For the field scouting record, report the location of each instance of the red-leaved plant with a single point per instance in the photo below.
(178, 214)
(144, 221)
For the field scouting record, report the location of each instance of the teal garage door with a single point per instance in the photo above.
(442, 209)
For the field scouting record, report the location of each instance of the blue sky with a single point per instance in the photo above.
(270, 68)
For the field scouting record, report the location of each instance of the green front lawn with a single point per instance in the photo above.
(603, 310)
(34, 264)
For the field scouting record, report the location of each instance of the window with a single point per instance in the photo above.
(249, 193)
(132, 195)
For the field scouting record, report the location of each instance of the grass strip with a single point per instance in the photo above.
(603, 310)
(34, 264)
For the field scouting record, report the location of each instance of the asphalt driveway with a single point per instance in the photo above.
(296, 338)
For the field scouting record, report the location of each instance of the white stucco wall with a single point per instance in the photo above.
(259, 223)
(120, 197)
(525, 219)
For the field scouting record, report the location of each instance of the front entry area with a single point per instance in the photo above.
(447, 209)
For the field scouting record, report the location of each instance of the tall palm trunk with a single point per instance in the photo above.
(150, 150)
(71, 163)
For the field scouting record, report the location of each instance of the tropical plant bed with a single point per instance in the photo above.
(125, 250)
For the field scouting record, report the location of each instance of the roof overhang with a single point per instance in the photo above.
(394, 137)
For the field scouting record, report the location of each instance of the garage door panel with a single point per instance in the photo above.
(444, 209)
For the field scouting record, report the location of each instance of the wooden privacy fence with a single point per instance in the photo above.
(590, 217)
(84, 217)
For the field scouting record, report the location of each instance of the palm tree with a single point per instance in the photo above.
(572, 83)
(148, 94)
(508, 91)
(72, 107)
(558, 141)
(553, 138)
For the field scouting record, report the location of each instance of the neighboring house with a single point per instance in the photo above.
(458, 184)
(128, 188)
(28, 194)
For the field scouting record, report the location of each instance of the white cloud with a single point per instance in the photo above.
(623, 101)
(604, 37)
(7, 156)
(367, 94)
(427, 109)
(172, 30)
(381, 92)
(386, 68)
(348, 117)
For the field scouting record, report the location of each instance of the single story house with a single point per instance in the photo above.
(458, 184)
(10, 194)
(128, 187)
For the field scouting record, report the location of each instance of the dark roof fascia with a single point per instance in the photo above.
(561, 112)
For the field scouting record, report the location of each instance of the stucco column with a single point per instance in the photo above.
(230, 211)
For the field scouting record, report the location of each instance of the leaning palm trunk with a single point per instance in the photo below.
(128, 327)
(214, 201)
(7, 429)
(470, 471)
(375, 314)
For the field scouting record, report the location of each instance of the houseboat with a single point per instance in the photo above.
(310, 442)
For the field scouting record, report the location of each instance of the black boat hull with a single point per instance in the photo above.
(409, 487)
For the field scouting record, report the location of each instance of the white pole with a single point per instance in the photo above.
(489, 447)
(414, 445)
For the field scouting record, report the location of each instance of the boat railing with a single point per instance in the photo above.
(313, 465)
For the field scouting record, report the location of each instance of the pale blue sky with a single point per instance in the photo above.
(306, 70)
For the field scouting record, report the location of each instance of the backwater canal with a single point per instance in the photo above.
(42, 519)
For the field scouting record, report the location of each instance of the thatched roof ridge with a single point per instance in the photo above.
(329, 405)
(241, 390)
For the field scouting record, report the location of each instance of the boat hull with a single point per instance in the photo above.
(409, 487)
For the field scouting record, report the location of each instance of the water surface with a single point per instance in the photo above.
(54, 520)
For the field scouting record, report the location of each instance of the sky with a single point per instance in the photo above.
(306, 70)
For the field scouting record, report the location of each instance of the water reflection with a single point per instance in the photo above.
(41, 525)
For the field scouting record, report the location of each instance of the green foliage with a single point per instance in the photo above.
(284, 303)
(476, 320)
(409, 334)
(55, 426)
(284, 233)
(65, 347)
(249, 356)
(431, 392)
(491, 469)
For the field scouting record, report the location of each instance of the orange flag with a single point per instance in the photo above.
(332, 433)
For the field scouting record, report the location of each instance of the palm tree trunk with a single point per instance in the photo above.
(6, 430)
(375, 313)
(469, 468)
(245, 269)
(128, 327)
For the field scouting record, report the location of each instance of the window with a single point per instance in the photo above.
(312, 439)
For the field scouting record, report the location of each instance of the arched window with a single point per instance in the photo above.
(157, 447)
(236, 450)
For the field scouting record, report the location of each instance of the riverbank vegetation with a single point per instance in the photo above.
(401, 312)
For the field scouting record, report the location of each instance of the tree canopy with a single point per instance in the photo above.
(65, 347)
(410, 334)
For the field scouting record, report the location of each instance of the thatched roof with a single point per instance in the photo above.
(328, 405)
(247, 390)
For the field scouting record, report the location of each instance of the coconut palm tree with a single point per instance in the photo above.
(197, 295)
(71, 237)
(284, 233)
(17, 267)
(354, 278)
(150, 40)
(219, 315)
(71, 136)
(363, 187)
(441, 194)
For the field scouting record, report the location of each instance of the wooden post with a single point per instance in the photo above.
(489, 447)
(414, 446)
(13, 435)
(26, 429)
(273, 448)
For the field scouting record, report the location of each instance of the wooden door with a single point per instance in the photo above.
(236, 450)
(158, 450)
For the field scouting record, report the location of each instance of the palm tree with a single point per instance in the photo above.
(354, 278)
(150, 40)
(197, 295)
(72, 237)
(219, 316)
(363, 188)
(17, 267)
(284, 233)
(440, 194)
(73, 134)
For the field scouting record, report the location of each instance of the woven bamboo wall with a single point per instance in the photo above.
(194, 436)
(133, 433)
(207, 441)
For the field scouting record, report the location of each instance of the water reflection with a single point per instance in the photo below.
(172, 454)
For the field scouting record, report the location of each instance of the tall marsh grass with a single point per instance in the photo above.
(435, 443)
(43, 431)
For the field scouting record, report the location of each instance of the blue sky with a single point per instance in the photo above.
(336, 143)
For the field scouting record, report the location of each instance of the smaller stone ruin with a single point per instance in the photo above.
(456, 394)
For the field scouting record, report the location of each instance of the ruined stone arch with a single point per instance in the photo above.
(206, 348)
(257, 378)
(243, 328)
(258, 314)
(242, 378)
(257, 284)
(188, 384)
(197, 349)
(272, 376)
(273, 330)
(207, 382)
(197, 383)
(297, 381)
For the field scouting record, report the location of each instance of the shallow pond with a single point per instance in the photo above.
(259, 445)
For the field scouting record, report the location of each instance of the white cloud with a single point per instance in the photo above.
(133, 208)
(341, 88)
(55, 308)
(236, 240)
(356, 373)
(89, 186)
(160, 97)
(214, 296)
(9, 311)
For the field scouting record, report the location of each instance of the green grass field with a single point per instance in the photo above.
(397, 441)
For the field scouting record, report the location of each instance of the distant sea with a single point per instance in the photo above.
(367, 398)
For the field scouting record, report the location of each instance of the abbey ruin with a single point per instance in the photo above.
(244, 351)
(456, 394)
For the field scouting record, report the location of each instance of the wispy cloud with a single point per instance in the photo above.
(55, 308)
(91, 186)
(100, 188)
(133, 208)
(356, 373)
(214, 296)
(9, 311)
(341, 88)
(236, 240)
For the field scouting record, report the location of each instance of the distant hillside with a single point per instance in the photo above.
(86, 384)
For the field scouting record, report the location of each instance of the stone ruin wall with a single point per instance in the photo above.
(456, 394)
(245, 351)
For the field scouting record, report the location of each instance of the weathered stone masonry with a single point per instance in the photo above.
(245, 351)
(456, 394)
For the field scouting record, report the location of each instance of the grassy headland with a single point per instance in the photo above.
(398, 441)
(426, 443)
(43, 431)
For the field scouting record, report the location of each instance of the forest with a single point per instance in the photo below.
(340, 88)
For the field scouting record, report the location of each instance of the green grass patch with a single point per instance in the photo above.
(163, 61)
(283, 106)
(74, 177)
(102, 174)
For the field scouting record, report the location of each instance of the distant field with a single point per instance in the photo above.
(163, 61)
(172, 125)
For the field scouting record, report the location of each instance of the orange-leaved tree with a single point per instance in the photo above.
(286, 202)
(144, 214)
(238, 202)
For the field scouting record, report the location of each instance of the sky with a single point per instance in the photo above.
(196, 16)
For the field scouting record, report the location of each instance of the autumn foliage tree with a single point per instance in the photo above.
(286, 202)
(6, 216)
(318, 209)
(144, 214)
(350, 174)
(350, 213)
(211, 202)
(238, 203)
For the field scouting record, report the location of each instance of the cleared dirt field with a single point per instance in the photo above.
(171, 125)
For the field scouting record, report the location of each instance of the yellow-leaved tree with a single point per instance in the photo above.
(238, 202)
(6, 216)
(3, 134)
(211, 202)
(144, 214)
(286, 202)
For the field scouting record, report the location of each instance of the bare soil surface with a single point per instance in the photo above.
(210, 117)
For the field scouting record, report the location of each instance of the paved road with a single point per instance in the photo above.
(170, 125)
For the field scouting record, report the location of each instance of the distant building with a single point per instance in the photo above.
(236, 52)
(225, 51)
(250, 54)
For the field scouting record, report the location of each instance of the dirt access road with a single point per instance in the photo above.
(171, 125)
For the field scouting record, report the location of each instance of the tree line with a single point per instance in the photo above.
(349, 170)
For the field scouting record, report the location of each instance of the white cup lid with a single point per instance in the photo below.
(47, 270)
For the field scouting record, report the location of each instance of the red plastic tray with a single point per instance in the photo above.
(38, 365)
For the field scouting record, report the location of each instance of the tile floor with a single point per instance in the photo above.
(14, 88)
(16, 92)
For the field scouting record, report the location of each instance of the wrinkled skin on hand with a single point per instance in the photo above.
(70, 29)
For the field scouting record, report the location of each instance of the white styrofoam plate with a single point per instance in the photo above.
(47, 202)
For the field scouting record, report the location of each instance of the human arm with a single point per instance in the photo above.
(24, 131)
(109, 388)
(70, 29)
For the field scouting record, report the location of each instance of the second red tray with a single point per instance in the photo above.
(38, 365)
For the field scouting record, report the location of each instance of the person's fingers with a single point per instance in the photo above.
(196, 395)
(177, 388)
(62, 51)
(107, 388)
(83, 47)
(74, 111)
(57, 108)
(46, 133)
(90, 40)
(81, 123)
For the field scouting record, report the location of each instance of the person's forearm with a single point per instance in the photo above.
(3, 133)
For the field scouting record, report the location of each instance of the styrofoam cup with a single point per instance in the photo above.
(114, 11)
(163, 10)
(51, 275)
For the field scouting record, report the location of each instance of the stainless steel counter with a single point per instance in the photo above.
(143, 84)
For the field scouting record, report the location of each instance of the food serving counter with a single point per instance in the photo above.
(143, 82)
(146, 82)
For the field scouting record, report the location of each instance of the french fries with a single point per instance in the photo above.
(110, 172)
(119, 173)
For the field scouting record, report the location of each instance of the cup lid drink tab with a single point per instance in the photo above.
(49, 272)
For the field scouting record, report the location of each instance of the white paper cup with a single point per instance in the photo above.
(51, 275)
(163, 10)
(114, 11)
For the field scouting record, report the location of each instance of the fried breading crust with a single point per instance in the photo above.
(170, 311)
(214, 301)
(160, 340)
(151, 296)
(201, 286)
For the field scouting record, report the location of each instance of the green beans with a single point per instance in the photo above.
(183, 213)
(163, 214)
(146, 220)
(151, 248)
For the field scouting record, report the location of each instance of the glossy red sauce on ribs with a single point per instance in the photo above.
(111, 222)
____________________
Task prompt:
Starting at the line that contains "the cup lid", retype each line through the end of the listing above and nothing else.

Answer below:
For the field scouting record, report the location of each instance of the cup lid drink tab with a single point per instance in the photo above.
(49, 272)
For the field scouting record, report the location of each instance of the white paper cup with a single point per instance in the photo above.
(51, 275)
(163, 10)
(114, 11)
For the field scouting record, report the location of each instance of the fried breading crust with a single point per instance in the photo above.
(170, 311)
(214, 301)
(160, 340)
(151, 296)
(201, 286)
For the field scouting record, report the location of each instance of the green beans with a single point per instance in the photo above.
(183, 213)
(163, 214)
(146, 220)
(151, 248)
For the field scouting record, report the location of each instance of the glossy red sauce on ribs with a single point per instance in the photo above.
(111, 222)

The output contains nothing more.